DIRECTIVE:
How many lines in the listing below contain the string "camouflage", with case counting? Tally them and reply with the number alone.

GIVEN DATA:
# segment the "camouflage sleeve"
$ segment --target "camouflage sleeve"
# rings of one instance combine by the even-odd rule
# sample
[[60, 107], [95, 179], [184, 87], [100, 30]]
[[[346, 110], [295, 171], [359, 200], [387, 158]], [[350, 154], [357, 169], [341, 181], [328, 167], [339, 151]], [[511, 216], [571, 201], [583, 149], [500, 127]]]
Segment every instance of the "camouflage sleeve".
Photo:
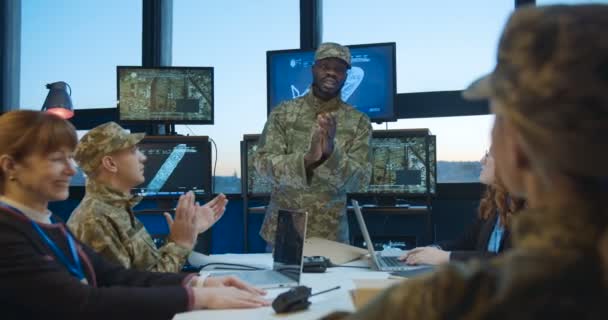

COMPLETE OUTPUT:
3